Coordinate annotation records:
※

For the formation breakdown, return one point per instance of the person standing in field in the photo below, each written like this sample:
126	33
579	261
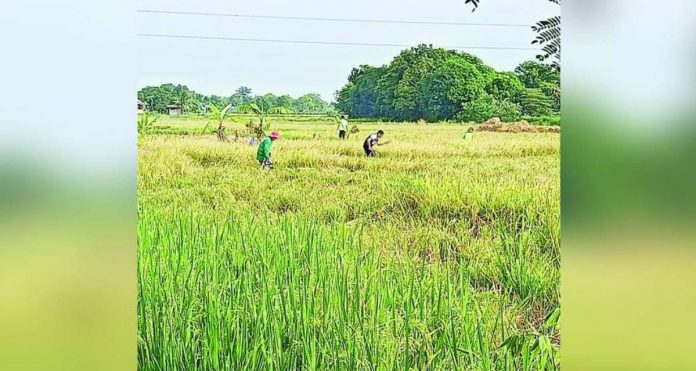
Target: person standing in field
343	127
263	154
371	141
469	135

※

Your objective:
Rewrite all of the lines above with each answer coordinate scaled by 0.4 and rounded to the nearest whole number, halves rounding up. Leave the sample numbers unchanged and omit the picture.

Task output:
For the formation breakdown, return one point per instance of the person standing in field in the photo below, each written like this sample:
126	33
579	261
Target: person standing in field
137	51
105	62
148	56
188	54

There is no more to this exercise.